**EXTRAIT CITÉ:**
■ ■ ■ ■ ■

Prendre des antirétroviraux pour se protéger du VIH, c'est ce que recommande l'Organisation mondiale de la santé. Evidemment pas à tout le monde mais aux "hommes ayant des relations sexuelles avec les hommes". « Nous considérons que la prise des antirétroviraux est une méthode supplémentaire de prévention face au VIH », a déclaré Gottfried Hirnschall, qui dirige le département VIH à l’OMS. En clair, cette stratégie appelée la Prep (prophylaxie pré-exposition) ne se substitue pas au port du préservatif, elle vient en complément de celui-ci. Si l'OMS incite les homosexuels à prendre des antirétroviraux avant même toute contamination, c'est parce que « nous constatons une explosion de l'épidémie pour ce groupe à risque. »

■ ■ ■ ■ ■

**DONNÉES BRUTES:**
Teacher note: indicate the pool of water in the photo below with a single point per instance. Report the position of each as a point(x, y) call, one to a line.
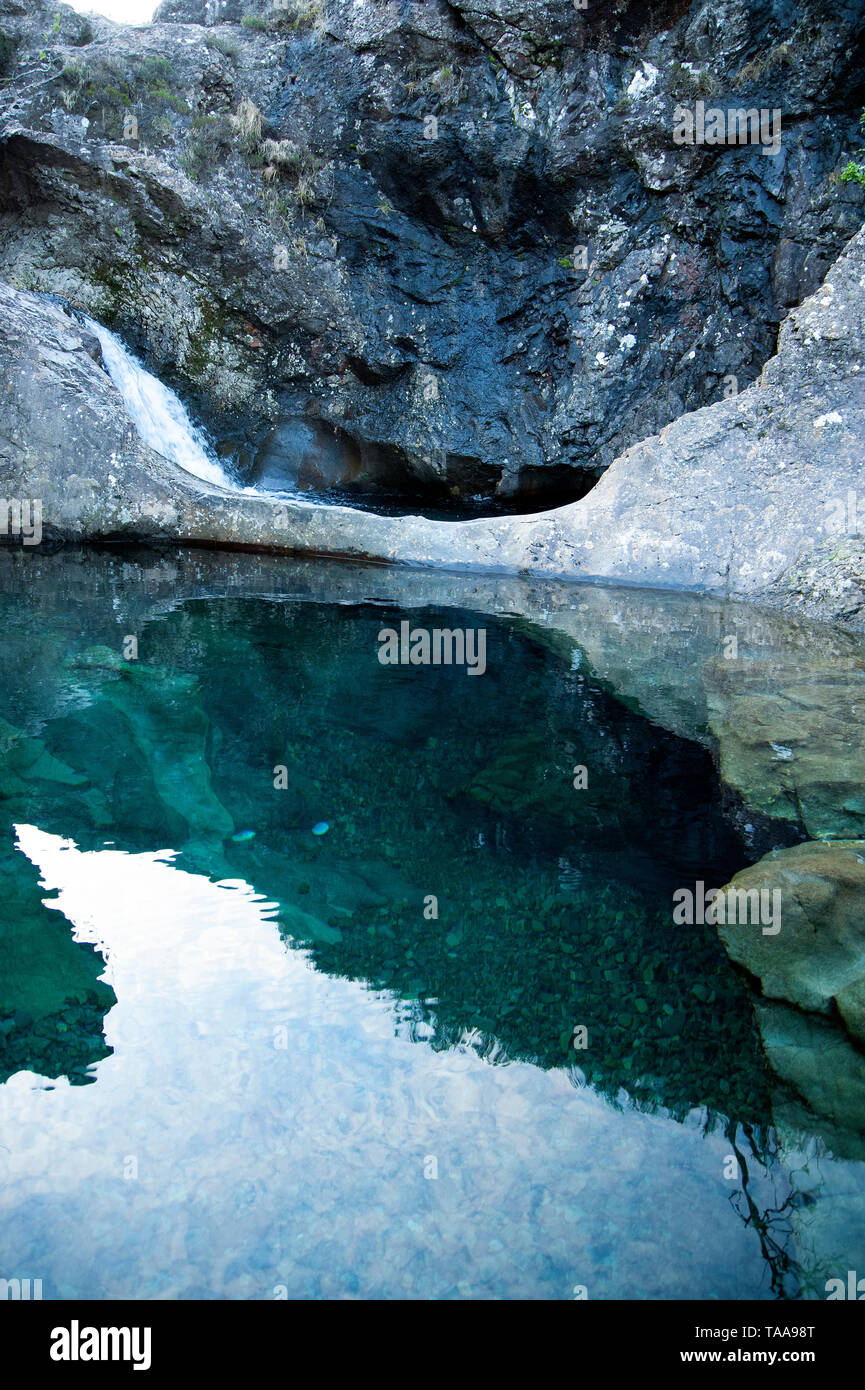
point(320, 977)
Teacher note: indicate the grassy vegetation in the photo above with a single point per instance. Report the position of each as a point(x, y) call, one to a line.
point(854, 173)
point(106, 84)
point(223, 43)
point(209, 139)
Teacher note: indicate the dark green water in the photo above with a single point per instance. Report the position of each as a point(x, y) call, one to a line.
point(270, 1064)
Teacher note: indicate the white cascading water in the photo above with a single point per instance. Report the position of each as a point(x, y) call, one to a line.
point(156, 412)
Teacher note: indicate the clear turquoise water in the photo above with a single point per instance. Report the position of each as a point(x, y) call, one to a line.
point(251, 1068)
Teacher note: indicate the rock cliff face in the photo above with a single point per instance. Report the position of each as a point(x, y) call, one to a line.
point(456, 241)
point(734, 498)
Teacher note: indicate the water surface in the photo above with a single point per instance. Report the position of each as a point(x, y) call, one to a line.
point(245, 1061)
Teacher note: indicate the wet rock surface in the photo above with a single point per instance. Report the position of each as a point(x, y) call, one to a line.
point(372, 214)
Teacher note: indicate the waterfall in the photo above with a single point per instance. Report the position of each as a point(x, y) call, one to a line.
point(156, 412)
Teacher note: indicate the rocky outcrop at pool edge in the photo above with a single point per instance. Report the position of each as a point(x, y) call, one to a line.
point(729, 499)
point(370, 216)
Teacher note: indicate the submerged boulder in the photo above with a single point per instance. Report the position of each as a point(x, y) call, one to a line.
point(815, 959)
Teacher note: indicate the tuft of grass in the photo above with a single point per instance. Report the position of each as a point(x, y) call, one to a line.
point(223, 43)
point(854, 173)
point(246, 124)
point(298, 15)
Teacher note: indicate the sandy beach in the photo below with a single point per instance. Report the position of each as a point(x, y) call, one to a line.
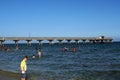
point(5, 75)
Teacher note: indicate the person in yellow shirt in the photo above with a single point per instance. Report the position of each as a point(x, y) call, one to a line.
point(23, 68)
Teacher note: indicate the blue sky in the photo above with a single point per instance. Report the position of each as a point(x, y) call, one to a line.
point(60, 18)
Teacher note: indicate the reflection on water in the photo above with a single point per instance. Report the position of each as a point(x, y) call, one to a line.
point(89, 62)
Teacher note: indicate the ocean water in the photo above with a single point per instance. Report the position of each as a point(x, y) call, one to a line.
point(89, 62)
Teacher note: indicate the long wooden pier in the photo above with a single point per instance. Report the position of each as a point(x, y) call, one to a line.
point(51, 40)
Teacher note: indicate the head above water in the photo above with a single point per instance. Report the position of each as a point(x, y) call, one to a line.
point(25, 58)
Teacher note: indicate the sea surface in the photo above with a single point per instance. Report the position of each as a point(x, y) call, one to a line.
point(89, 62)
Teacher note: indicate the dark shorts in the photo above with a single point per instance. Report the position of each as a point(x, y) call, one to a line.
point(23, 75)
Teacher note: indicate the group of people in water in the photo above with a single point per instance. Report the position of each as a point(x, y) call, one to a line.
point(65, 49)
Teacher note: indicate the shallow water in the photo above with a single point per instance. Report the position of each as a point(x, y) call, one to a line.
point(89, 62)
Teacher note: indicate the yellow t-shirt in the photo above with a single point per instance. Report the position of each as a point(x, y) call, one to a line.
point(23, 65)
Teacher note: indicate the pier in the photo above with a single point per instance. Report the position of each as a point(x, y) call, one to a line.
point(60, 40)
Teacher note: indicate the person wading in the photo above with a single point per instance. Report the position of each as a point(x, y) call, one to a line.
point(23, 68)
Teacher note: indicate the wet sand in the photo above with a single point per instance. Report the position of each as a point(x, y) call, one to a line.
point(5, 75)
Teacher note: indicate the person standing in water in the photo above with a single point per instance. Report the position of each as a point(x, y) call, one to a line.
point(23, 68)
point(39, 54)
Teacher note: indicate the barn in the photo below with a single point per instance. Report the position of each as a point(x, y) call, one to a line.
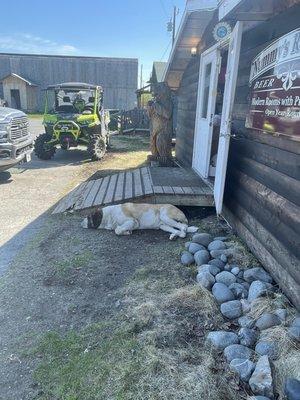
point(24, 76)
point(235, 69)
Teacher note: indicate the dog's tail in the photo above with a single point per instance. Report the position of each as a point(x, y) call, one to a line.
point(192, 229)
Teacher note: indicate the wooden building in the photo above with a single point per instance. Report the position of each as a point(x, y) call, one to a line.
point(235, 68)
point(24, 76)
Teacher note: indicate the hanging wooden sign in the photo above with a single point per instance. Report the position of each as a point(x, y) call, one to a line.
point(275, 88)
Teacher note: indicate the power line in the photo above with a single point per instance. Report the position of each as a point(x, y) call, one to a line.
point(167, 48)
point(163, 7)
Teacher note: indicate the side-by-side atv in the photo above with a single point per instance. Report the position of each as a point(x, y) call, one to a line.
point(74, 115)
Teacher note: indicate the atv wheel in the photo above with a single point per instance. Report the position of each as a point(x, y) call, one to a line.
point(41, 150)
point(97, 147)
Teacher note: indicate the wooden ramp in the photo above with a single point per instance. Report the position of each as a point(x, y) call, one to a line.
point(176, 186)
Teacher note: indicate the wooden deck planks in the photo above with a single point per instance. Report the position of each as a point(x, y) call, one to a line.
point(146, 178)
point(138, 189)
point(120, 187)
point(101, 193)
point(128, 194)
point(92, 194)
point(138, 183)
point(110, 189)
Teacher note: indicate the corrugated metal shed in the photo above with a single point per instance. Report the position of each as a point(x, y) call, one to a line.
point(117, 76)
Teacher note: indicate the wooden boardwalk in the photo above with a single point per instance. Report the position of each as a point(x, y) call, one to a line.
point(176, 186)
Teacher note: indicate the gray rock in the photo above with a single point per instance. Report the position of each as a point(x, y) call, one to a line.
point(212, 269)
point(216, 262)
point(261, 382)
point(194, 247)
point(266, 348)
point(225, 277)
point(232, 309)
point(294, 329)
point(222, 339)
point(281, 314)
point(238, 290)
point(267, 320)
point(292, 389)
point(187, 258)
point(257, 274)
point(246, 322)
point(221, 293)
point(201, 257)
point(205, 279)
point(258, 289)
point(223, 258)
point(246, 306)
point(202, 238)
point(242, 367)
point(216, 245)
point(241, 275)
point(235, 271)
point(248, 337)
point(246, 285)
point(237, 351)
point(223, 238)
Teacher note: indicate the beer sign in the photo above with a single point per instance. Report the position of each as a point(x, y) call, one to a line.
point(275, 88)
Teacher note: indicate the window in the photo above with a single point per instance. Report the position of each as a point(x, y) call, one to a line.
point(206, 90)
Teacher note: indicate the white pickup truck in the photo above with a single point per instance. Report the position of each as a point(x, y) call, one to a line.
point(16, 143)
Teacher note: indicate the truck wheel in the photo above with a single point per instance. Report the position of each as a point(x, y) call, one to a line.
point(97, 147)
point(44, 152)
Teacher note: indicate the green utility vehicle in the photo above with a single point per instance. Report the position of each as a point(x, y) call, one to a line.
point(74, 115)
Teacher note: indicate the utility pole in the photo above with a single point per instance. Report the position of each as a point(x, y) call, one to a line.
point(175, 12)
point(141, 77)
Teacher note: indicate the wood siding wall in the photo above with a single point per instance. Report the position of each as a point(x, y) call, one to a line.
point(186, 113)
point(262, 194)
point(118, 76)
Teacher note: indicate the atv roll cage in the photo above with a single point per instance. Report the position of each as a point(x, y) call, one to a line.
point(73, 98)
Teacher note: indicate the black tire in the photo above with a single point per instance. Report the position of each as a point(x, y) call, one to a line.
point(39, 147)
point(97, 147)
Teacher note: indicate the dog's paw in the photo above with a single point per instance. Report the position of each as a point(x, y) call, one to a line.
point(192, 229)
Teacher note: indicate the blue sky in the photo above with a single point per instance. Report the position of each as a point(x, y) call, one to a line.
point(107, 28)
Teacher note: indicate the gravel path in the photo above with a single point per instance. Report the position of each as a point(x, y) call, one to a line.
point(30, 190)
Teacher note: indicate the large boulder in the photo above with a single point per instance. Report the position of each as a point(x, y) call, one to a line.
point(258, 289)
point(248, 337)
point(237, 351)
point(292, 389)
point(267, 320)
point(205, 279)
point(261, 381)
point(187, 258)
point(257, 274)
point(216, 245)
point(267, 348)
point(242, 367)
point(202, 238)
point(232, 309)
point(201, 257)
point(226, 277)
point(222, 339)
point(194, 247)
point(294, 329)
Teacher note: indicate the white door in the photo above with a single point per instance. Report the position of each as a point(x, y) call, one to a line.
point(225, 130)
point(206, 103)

■ ■ ■ ■ ■

**CONSIGNE 1:** Pour chaque affirmation, indiquez si elle concorde avec l'extrait sur la PrEP en répondant oui ou non, puis citez fidèlement les mots de l'extrait qui le montrent : (a) l'OMS recommande les antirétroviraux à toute la population ; (b) la Prep remplace le port du préservatif ; (c) Gottfried Hirnschall dirige le département VIH à l'OMS.
**CONSIGNE 2:** Rédigez la suite de l'extrait sur la PrEP à partir de sa dernière phrase.
Les items n'ont aucun lien avec l'extrait sur la PrEP.

**RÉPONSE RÉDIGÉE 1:**
(a) Non : « Evidemment pas à tout le monde ».
(b) Non : « ne se substitue pas au port du préservatif ».
(c) Oui : « qui dirige le département VIH à l’OMS ».

**RÉPONSE RÉDIGÉE 2:**
Une protection partielle contre le risque d'infection
Mais aussi parce que plusieurs études ont montré l'efficacité de cette stratégie préventive. « Prendre une pilule quotidienne, en plus de l’usage des préservatifs, pourrait diminuer les risques de 20 à 25%, soit éviter un million de nouvelles infections au sein de ce groupe en dix ans », indique l’OMS. Concrètement, Les résultats de l'étude iPrEx publiés dans le New England Journal of Medicine en novembre 2010 indiquent que l'utilisation d'antirétroviraux chez des personnes non-infectées réduit le risque d'infection de 44%.
Dans une autre étude, appelée Partners PrEP, la prise de Truvada (un antirétroviral) s'était montrée efficace à 73% pour la transmission du VIH entre des partenaires hétérosexuels sérodiscordants. Mais, ces résultats que certains qualifient de décevants peuvent s'expliquer par l'observance. En effet, les personnes participant à ces essais ne prenaient pas toujours leur médicament très régulièrement. En fait, quand le Truvada était pris effectivement tous les jours, l'efficacité était alors de 90%. Pour les défenseurs de la Prep, il est malhonnête de dire que la prise d'antirétroviraux en prévention ne protège qu'à 44 ou 73%. L'activiste américain David Evans, directeur di Projet Inform, déclarait en 2012 : « Comment réagiraient les gens si nous leur annoncions que le préservatif n'a, en fait, que 30 à 40% d'efficacité sans même leur révéler qu'en fait ce chiffre prend aussi en compte les personnes qui n'en mettent pas ! »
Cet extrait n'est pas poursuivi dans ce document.